Exercise requirements -> Collect every line in the entries below that contains the word "locate", and copy each of those lines in full.

Data extract ->
☆ ☆ ☆ ☆ ☆
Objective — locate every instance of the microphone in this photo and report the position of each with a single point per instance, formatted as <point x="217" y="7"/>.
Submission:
☆ ☆ ☆ ☆ ☆
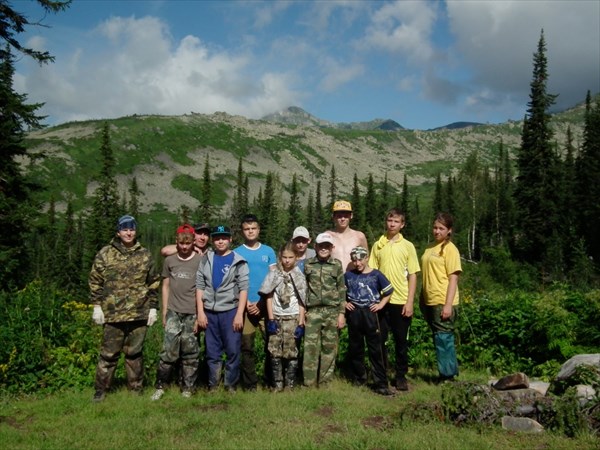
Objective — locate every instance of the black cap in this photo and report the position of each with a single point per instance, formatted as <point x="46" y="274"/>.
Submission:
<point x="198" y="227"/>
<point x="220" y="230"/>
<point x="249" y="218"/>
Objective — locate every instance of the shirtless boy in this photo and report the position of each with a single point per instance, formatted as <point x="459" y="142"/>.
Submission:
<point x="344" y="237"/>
☆ ☆ ☆ ☆ ☆
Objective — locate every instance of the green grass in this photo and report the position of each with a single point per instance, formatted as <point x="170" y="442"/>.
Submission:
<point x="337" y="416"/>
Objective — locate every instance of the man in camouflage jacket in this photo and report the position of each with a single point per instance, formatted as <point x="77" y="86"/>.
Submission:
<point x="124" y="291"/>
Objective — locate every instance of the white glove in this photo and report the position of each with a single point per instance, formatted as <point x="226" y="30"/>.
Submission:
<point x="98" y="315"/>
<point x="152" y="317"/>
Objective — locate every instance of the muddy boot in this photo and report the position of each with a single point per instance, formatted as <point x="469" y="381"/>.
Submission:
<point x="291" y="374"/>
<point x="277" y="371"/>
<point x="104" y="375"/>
☆ ☆ ☆ ☆ ☆
The output ->
Objective — locate every instance of the microphone in this photo and report the position of each with a single point per instance, formatted as <point x="217" y="7"/>.
Objective — locate every instance of the black cap in this photo and report the position of each with a single point per instance, formatted as <point x="46" y="274"/>.
Objective — locate every instance of the shirtless boy in this photo and report the position of each with a single point per instance, formatted as <point x="459" y="142"/>.
Objective — locate every instance of the green grass in this photo and report the position of each with a single point per instance, formatted as <point x="170" y="442"/>.
Objective — locate every instance of the man in camouflage jacket in this photo and report the position of each with a single point per instance, formatted as <point x="77" y="86"/>.
Objective — locate every instance of the white glove in this photo and report the position of each with a single point per instance, formatted as <point x="226" y="30"/>.
Objective — locate every instance of the muddy boot in this photo and report the position of each with a single point per instance, formatted as <point x="469" y="381"/>.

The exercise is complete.